----- Extracted text

Do you think novelists have to watch television now?

No. I think writers, say, under forty-five or forty or something who aren’t in some way having to deal with the impact of popular culture on America—unless you’re writing a historical novel, I just don’t get it. I don’t watch television as research or anything like that, but it just seems as if television, advertising, popular culture, media intrusion, now the Internet and circuits of information, are part of our environment the way clouds and trees were part of the environment a hundred years ago. I don’t know that there’s any way to escape it.

What about someone like Kafka? Would Kafka be writing about television? Or Bruno Schulz—would they be doing this, or would they still just be writing about their families?

----------

*Goal 1*. In the interview excerpt, what does the speaker say were part of the environment a hundred years ago?
*Goal 2*. From the interview excerpt, repeat word for word the passage that begins with the words containing "No. I think" and ends with "about their families?".

----- Supplied records

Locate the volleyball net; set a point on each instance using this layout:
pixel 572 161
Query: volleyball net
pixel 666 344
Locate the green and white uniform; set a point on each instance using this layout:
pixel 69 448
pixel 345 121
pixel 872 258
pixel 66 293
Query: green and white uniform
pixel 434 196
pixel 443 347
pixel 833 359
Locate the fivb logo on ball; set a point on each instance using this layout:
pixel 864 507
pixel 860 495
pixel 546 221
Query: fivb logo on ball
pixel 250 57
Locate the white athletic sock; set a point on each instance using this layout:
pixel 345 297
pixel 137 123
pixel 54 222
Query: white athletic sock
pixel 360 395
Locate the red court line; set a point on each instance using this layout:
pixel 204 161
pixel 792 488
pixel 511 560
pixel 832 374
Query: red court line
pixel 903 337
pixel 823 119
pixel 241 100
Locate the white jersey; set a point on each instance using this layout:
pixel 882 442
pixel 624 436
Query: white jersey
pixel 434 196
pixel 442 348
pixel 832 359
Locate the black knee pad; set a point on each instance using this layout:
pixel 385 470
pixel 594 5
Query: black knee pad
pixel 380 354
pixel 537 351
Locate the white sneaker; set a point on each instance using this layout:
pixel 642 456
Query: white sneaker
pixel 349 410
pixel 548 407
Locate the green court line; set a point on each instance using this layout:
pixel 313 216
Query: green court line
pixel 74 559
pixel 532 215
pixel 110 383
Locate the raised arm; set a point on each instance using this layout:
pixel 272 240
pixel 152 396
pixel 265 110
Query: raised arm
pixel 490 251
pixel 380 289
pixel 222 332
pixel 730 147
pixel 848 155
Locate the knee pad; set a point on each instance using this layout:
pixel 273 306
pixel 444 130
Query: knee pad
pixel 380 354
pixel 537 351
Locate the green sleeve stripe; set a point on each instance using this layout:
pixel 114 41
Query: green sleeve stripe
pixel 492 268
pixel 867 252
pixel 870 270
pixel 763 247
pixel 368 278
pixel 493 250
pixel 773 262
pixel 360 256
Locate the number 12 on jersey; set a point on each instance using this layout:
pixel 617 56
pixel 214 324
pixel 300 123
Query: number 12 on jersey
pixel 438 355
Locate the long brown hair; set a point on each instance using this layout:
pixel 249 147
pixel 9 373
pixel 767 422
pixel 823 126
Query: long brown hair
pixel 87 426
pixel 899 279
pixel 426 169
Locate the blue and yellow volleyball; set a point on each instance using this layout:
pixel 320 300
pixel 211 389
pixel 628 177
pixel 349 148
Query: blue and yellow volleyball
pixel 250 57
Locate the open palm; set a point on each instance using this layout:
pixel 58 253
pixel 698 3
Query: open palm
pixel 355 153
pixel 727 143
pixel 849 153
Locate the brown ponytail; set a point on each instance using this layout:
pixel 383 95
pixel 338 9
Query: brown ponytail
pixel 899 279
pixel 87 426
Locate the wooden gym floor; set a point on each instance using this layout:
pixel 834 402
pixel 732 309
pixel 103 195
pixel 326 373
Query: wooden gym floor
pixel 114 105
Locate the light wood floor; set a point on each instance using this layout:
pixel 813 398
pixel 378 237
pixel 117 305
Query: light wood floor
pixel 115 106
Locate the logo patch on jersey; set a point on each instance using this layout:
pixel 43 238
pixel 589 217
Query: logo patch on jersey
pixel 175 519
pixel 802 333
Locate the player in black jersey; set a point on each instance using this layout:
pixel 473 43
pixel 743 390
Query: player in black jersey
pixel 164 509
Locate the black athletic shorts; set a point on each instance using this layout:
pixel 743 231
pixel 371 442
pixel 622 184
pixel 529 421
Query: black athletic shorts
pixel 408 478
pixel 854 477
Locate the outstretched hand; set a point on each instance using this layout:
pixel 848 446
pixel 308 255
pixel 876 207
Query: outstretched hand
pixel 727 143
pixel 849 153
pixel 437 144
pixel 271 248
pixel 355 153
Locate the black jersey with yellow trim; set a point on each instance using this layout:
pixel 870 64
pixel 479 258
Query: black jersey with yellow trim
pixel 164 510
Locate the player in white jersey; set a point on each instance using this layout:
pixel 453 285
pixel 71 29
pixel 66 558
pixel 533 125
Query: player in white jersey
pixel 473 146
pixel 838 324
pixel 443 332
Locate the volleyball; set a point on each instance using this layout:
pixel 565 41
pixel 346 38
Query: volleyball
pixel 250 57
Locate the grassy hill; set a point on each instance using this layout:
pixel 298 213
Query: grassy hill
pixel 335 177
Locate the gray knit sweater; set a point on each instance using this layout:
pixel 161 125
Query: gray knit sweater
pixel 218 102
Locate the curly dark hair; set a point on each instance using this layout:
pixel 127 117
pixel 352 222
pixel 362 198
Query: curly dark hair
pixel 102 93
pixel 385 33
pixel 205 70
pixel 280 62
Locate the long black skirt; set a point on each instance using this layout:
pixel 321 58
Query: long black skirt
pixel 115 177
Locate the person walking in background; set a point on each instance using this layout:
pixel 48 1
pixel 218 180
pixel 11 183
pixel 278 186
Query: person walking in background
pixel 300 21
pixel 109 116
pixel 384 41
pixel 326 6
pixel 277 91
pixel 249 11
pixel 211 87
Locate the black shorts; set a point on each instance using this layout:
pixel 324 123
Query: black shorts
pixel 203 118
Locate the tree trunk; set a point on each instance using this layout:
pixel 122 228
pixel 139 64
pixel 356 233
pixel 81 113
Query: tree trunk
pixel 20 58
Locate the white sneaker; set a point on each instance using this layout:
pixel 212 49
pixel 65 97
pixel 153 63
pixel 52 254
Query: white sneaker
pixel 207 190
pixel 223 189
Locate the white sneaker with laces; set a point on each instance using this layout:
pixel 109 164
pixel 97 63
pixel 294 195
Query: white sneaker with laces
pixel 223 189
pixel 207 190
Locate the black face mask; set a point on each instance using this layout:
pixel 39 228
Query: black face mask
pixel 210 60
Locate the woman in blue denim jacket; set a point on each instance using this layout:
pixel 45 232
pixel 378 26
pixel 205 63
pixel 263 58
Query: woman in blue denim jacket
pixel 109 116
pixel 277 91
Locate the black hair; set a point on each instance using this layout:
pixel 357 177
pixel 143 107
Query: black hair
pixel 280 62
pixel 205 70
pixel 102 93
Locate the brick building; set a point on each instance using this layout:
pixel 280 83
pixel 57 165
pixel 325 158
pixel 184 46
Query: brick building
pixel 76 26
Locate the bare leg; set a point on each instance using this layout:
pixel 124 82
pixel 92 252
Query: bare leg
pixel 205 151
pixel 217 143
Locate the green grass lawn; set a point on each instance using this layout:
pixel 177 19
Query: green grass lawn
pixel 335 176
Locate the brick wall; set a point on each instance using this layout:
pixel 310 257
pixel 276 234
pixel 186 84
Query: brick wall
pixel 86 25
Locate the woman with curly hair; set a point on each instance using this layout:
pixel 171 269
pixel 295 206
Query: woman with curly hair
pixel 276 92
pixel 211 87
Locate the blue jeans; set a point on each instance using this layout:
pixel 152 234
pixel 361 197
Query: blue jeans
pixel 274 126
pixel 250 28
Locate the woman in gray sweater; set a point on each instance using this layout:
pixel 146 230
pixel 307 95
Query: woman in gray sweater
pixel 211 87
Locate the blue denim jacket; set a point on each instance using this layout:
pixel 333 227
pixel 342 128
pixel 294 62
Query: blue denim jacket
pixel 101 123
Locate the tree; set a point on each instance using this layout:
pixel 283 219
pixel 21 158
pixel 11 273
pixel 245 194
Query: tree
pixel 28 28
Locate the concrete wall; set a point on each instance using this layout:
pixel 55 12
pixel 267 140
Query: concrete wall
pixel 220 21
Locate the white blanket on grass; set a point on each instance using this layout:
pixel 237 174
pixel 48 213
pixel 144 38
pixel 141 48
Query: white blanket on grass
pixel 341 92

----------
----- Supplied records

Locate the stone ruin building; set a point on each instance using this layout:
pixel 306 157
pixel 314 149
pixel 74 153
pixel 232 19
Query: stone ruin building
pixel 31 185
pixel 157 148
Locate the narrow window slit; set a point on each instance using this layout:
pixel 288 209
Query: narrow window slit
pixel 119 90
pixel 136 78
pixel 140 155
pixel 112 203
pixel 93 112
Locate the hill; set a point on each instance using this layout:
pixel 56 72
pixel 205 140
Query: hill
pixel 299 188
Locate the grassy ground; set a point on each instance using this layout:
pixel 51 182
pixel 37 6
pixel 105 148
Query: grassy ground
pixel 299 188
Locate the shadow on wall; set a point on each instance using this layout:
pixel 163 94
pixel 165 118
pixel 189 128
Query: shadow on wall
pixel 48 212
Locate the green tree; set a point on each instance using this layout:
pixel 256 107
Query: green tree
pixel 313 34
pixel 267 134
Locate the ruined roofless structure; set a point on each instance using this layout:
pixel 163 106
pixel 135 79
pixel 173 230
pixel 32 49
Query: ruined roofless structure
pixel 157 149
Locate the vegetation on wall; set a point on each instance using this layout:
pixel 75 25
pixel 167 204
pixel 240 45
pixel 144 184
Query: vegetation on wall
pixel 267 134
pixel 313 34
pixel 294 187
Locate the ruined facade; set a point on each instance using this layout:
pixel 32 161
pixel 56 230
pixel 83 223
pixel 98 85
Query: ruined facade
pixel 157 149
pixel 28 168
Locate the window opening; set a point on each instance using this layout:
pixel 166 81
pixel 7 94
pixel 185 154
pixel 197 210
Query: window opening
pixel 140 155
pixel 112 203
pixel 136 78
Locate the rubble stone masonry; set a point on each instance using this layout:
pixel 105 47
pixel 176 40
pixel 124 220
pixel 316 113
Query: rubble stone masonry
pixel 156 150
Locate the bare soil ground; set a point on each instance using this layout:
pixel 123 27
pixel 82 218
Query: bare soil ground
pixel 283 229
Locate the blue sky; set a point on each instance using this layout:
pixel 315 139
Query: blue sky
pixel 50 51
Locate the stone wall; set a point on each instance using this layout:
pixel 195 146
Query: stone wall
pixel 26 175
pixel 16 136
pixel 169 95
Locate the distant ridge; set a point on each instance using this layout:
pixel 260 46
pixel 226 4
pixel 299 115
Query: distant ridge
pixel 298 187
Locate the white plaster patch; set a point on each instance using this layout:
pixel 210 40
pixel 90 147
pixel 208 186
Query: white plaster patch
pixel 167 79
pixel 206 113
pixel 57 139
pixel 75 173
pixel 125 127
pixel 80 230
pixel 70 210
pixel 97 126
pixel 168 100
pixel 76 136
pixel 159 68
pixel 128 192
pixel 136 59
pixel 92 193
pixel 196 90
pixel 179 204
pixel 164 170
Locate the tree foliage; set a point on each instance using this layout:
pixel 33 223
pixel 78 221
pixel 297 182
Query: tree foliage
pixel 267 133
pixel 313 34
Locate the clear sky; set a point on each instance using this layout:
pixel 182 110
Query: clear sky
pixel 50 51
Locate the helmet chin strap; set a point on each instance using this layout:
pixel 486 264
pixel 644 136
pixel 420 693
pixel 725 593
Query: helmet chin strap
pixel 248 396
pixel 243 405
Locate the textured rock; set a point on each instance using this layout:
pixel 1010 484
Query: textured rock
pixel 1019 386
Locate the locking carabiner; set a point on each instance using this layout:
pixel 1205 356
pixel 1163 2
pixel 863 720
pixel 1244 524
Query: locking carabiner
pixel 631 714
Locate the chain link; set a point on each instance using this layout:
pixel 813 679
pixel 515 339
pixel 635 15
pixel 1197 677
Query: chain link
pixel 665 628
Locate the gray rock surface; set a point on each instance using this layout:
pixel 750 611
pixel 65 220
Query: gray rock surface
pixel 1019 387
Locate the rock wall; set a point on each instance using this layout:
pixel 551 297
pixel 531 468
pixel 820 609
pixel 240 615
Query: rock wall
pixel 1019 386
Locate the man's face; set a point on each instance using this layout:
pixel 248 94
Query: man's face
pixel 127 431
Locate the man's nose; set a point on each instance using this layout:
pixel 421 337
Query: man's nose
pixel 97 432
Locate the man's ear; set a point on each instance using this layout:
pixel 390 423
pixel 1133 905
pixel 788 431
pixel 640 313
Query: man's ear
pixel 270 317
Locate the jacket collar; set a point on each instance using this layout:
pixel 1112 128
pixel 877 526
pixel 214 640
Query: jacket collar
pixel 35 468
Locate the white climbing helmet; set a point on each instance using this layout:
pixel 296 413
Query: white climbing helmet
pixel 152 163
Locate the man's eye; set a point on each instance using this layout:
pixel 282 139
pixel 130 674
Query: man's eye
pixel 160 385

----------

*Complete output 1*. Clouds and trees.

*Complete output 2*.
No. I think writers, say, under forty-five or forty or something who aren’t in some way having to deal with the impact of popular culture on America—unless you’re writing a historical novel, I just don’t get it. I don’t watch television as research or anything like that, but it just seems as if television, advertising, popular culture, media intrusion, now the Internet and circuits of information, are part of our environment the way clouds and trees were part of the environment a hundred years ago. I don’t know that there’s any way to escape it.

What about someone like Kafka? Would Kafka be writing about television? Or Bruno Schulz—would they be doing this, or would they still just be writing about their families?